Records in a dataset:
** Begin **
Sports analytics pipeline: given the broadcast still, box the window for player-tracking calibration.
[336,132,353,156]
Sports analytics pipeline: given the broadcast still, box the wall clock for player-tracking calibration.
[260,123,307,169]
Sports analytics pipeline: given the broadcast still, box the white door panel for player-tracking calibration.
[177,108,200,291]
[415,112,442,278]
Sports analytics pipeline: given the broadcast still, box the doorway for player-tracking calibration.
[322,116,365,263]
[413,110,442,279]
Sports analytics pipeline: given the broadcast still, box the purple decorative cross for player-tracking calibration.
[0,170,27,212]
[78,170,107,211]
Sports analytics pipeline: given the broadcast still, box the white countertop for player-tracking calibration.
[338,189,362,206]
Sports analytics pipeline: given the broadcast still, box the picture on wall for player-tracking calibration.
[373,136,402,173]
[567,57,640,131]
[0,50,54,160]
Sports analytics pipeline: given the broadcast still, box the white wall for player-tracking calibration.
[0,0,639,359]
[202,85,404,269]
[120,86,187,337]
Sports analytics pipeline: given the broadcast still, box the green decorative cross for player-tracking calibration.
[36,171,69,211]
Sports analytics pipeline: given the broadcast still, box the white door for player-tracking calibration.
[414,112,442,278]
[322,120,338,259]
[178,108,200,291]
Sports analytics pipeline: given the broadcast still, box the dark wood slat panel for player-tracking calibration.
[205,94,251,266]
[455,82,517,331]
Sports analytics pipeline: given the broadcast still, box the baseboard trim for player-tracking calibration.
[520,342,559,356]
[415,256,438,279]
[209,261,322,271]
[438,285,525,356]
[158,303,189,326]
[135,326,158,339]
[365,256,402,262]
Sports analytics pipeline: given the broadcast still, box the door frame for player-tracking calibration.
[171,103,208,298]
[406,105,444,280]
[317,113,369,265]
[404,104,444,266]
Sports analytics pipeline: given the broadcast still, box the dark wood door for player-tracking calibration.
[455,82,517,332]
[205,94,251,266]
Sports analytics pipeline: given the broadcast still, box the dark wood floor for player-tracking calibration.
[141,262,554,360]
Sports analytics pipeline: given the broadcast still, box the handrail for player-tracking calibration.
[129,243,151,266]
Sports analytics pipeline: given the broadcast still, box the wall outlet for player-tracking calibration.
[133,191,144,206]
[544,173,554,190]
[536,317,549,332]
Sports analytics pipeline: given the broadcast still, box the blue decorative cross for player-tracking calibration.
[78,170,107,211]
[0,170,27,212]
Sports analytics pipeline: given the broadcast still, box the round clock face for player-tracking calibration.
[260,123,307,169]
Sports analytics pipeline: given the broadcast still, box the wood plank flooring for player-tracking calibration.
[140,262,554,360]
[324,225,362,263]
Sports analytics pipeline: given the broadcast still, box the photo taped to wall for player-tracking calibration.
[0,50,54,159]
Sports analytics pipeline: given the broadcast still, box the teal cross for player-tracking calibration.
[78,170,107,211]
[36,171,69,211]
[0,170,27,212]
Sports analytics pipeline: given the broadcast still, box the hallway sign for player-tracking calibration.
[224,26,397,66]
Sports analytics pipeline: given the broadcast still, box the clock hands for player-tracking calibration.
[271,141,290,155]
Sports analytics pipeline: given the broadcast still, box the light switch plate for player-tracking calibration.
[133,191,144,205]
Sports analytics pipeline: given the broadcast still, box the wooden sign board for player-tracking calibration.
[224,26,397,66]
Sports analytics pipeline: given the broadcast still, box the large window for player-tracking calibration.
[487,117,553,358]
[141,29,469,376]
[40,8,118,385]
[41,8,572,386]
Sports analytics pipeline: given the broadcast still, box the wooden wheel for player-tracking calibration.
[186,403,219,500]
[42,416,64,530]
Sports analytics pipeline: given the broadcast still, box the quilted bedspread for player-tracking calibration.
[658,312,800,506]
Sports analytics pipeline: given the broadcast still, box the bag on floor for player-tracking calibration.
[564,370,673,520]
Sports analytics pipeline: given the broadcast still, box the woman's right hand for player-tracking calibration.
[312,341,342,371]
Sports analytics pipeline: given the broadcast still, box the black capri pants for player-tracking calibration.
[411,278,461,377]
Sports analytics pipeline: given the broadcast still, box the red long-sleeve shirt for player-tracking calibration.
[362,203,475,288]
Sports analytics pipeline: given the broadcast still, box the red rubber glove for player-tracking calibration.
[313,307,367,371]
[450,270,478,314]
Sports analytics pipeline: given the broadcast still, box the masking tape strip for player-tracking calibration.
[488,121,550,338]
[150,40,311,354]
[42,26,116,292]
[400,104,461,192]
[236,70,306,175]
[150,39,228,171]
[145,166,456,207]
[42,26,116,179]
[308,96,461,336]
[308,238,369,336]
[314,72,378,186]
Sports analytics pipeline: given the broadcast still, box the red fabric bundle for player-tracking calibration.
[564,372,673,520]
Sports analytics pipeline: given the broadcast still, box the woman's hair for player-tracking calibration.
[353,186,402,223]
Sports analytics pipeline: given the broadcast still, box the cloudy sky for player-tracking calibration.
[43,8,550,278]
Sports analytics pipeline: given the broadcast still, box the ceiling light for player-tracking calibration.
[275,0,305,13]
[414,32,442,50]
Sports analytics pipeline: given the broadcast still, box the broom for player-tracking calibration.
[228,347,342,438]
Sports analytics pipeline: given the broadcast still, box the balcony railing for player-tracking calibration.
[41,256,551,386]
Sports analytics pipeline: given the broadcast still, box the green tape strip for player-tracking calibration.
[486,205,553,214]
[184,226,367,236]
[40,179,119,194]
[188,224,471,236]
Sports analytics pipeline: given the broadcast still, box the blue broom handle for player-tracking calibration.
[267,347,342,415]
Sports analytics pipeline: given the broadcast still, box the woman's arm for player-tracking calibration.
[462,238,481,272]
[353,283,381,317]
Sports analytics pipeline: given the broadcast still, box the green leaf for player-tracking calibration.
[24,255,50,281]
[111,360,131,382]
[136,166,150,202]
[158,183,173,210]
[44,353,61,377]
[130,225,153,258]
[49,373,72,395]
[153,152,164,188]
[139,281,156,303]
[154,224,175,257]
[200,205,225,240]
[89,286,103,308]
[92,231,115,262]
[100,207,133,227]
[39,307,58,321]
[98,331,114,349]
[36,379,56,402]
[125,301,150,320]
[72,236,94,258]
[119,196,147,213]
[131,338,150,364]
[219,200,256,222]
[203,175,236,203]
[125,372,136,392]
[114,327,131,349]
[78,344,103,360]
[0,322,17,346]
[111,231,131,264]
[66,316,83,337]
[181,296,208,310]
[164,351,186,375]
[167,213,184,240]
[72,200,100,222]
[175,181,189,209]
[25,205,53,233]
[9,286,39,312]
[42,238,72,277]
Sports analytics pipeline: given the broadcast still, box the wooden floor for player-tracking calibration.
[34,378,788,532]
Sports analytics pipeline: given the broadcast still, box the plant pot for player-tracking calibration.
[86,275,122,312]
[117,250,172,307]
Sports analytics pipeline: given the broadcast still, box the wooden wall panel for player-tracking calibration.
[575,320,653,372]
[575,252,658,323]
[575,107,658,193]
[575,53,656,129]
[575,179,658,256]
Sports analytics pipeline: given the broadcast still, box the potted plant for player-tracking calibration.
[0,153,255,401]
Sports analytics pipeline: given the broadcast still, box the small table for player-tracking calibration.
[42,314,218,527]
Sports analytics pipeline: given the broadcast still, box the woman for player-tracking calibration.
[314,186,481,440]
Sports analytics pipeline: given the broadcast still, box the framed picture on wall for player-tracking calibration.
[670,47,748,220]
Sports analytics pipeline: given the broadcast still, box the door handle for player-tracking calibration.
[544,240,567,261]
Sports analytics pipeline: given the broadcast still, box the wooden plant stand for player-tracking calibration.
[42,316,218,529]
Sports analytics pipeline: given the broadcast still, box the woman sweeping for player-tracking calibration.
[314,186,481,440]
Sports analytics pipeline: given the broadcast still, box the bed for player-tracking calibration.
** End **
_PROBLEM TO WORK ON:_ Show each line above that contains the word "window".

_PROBLEM SOLUTION:_
Sports analytics pipeline: given the broadcast still, box the window for player-tracking calibration.
Sports analytics pipeline: given the broadcast still, box the large window for player-tracking calibration.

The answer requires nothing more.